* START SUPPLIED RECORDS *

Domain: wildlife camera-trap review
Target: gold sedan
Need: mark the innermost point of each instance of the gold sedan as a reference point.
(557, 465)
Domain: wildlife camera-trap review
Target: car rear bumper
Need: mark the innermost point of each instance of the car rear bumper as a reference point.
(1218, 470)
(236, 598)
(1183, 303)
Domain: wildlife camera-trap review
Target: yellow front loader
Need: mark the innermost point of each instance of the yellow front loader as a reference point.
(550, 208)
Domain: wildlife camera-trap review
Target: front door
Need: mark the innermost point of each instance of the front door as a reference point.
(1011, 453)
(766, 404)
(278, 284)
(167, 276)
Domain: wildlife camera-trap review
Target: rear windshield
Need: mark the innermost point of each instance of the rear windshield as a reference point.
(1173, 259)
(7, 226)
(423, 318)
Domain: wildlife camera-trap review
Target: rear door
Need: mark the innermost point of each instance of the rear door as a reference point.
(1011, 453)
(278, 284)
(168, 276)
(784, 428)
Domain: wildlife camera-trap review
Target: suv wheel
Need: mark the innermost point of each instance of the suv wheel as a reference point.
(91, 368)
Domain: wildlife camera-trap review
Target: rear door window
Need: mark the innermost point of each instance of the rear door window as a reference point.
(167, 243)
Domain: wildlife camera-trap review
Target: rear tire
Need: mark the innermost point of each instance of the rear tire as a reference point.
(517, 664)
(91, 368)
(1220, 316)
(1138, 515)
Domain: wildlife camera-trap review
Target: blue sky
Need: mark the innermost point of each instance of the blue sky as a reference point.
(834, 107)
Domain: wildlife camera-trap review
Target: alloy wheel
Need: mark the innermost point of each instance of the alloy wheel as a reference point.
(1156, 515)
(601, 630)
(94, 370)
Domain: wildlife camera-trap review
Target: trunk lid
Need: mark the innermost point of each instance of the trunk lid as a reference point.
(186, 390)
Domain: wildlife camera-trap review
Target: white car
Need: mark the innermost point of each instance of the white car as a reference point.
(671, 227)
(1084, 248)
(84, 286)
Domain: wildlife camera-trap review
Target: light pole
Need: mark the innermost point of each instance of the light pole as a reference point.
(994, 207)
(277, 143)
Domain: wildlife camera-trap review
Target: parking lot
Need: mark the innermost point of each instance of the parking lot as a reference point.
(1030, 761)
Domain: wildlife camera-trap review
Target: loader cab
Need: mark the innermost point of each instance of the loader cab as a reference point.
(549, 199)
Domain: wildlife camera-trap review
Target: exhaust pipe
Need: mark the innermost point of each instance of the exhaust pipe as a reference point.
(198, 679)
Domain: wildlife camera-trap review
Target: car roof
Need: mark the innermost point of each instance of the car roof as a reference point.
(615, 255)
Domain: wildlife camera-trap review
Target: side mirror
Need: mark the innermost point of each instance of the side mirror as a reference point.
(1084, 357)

* END SUPPLIED RECORDS *

Reproduce the records above exactly as they appear.

SOLUTION TO THE EXERCISE =>
Domain: wildlife camera-trap review
Target: gold sedan
Need: mark the innermost point of each instance of the gold sedan as a reference point.
(557, 465)
Domain: wildlife camera-trap review
Target: car rear bumper
Need: mark the innermost point of each instance of the car rear bumper as a reference point.
(1218, 470)
(236, 598)
(1183, 303)
Domain: wildlife camera-trap review
Target: yellow front loader
Need: mark the innermost point of each instance of the yellow front loader as a reference point.
(550, 208)
Domain: wildlife camera-trap review
Target: front door
Need: mark the innermost point of each instance of the front door as a reference point.
(1011, 453)
(766, 404)
(278, 284)
(167, 276)
Domain: wildlife camera-trap review
Target: rear windshield
Need: mark the innermost point of each instance of the rear windshield as a reference point.
(1173, 259)
(7, 226)
(423, 318)
Domain: wildlife camera-trap review
Target: rear door
Need: mark the innermost point of each instance of the rear door as a reference point.
(1011, 453)
(278, 284)
(168, 276)
(784, 428)
Domain: wildlife camera-trap review
Target: suv wheel
Need: mark the innermost point of each instance of the suv wheel as a reference point.
(91, 368)
Domain: wildlife camera-trap review
Target: rear door window
Need: mark the innermost point of each instance of the rear door window as a reference point.
(167, 243)
Domain: wildlife camera-trap review
Target: rear tire
Need: mark the innermost point of each instance of the rear tire as a reference point.
(517, 664)
(91, 368)
(1220, 316)
(1138, 515)
Domain: wildlife camera-trap review
Target: blue sky
Need: mark the innermost point of each instance of the blue sky as a reference point.
(834, 107)
Domain: wildlife camera-trap review
Target: alloy wheel
Need: mark the innermost point of each instance of the alloy wheel as a reference point.
(1156, 515)
(601, 630)
(94, 370)
Domain: wildlife camera-trap review
Target: trunk lid
Need: mark the innermost point of each instance of the trunk lid as a reference point.
(186, 390)
Domain: wildlife camera-trap review
Target: white car
Need: mark the innermost point of each instance of the white car as a reference point.
(671, 227)
(1084, 248)
(84, 286)
Domain: wildlife camera-trap review
Target: light pole
Need: mark the innermost point of each instance of the light pole as a reference point.
(994, 207)
(277, 143)
Domain: wildlife camera-trap review
Target: parking lot
Need: mark the innermost point of each instance of the parking lot as a reference point.
(1030, 761)
Domain: wildlife camera-trap review
Target: loader cab
Need: mark the innermost point of each instance of the loader cab as a reference point.
(549, 199)
Domain: wildlife camera-trap review
Target: exhaust pipe
Need: mark the innermost point of each instance of the exhaust pipe as a reference point.
(198, 679)
Domain: wildlife camera-trap review
Target: car roof
Need: mark the innermost point of each instance of the car roof as a reference point.
(615, 255)
Domain: wildlife camera-trap review
Target: side mirror
Need: mark the innermost point of each instance of the side mirror as a reference point.
(1084, 357)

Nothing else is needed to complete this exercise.